(Named object pointing entries)
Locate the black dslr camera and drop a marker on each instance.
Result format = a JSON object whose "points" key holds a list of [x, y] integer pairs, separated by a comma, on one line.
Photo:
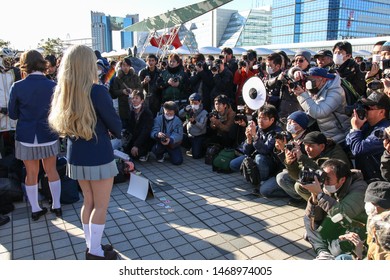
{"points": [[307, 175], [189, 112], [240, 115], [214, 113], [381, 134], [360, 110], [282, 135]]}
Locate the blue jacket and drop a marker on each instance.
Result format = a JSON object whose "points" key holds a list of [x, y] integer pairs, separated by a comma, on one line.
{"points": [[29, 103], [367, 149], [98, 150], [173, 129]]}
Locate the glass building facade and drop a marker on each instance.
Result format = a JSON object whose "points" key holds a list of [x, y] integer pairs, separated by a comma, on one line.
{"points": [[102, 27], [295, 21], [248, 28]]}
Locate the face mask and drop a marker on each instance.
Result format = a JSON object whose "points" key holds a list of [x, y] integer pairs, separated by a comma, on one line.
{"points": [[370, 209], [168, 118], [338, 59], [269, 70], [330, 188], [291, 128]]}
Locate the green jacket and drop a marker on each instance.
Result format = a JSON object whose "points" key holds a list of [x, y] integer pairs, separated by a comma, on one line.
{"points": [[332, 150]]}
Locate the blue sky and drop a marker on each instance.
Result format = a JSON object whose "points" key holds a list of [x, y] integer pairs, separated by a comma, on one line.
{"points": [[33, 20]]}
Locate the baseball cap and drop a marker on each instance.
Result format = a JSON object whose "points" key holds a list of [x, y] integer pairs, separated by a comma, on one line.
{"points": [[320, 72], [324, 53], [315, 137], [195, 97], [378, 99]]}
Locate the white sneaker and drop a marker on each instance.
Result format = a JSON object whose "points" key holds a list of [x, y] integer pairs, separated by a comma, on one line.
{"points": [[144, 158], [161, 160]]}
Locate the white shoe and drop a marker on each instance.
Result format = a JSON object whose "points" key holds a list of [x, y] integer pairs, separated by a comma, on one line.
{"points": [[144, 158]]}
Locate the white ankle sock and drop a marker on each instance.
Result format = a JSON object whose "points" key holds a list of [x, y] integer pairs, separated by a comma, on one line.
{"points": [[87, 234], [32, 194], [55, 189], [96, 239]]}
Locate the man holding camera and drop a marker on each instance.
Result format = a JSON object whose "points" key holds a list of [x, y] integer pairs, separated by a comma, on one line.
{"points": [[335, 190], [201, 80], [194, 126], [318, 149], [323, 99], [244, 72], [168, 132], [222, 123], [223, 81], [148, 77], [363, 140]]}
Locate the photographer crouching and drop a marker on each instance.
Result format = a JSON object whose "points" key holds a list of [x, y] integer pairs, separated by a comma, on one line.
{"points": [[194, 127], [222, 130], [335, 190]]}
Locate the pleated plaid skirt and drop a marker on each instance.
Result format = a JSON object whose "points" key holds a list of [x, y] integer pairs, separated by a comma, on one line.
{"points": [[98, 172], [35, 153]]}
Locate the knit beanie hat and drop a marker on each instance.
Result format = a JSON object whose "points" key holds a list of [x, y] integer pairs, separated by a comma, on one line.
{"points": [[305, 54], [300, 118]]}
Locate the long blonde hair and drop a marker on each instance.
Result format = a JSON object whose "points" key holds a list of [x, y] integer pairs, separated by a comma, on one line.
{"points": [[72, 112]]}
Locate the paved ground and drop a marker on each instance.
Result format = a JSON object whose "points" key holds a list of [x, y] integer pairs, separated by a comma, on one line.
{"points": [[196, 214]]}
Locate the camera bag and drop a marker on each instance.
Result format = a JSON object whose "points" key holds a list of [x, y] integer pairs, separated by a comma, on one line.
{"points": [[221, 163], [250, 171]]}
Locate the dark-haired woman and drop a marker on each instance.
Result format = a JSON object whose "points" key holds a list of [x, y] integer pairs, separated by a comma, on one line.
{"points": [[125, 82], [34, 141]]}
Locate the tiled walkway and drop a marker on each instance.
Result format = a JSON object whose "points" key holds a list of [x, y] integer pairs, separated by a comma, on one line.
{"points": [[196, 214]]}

**Do this**
Without the pictures, transcribe the listing above exactly.

**Exercise answer**
Locate the black dslr camera and drop a marker on each instance.
Result format = a JSON object whose "points" key holds a list of [x, y] integer pairs, separated by a comma, on one line.
Photo:
{"points": [[307, 175], [189, 112], [240, 115], [214, 113], [381, 134], [360, 110], [282, 135]]}
Locate the blue jacket and drop a marker on each instance.
Result format = a JSON object whose "points" key holds a list of [x, y] integer pairs, separated by a comma, on one line.
{"points": [[29, 103], [367, 149], [98, 150], [173, 129]]}
Locate the glass building facade and drop a marker on each instance.
Result format = a JSON object whose "points" key holds a list of [x, y] integer pairs, separated by a comma, on one line.
{"points": [[102, 27], [295, 21], [248, 28]]}
Locate the face mask and drop a marker on each instance.
Result format = a JSON object whose "points" key holds a list of [x, y] integer pairs, separated by a comma, on one line.
{"points": [[370, 209], [168, 118], [338, 59], [269, 70], [330, 188], [291, 128]]}
Locate the green jacket and drop a marker on each instance.
Result format = a JSON object whose "points" key holds a list of [x, y] integer pairs, separated by a comma, on one line.
{"points": [[332, 150]]}
Locate the blue sky and drop a marker on each instance.
Result format = a JSON object whose "points" key holds a list of [x, y] integer pairs, separated by a comma, on one line.
{"points": [[33, 20]]}
Locate the baseball cap and drop a marker on each instance.
Result format = a JSON object whose "points" key holds a list of [x, y] integer pairs, separated by a comma, on one line.
{"points": [[320, 72], [324, 53], [315, 137], [195, 97], [378, 99]]}
Locate the white sneaker and drop a marker on each instance.
Result format = a JSON object whose "points" key holds a list of [x, y] integer pairs, separated by a comma, on one line.
{"points": [[144, 158], [161, 160]]}
Locate the white shoe and drop a marker on each instance.
Result format = a JSON object whose "points" key holds a list of [x, y] integer pairs, separated by a comma, on one line.
{"points": [[144, 158]]}
Locate the white ankle sock and drop a marker on each instance.
Result format = a JSON object whose "points" key holds a list of [x, y] integer pairs, separated by a comma, on one line.
{"points": [[87, 234], [32, 194], [55, 189], [96, 239]]}
Locate the man holding camera and drop a marker on each instance.
Result format = a JSON object whose "points" key holds a list of [x, y] integer pairs, separated by a comma, on one line.
{"points": [[335, 190], [201, 80], [194, 126], [318, 149], [323, 99], [244, 72], [168, 132], [222, 123], [223, 81], [148, 77], [363, 140]]}
Locate the photographer crouching and drop a marker on each instance.
Result format = a JSON object whose "points" key holds a list of [x, y] integer pairs, separated by a comma, on one line.
{"points": [[194, 127], [222, 130], [335, 190]]}
Locate the pleated plaid skirt and drop a marker on each instance.
Result format = a JSON object whose "points" key holds a list of [x, y] integer pairs, separated by a comma, on one line.
{"points": [[98, 172], [35, 153]]}
Locate the knit beanie hat and drop a marker on each instance.
Result format = a JSON object whose "points" key holds a list of [x, y] integer pairs, separated by a comma, on one line.
{"points": [[305, 54], [300, 118]]}
Locate the long blonde hair and drop a marker on each instance.
Result format = a JSON object whose "points" key holds a list of [x, y] integer pairs, separated by a comma, on one line.
{"points": [[72, 112]]}
Locate the paved ground and drop a marker on each instance.
Result format = a JSON object whose "points" key holds a list of [x, y] integer pairs, separated by a comma, on one line.
{"points": [[196, 214]]}
Locate the camera bag and drop a marker on each instance.
Result format = a JSON object whose "points" key holds a list of [x, y] integer pairs, separated by a comma, on one line.
{"points": [[221, 163], [250, 171]]}
Locate the dark-haired woman and drop a marker on each instance.
Result format = a JSON object whose "points" key holds a list of [x, y] integer pairs, separated by a comma, on one line.
{"points": [[125, 82], [34, 141]]}
Locate the tiled walkway and drop a marker on each instance.
Result format = a JSON object whose "points" key holds a list of [x, y] integer pairs, separated by a comma, on one line.
{"points": [[196, 214]]}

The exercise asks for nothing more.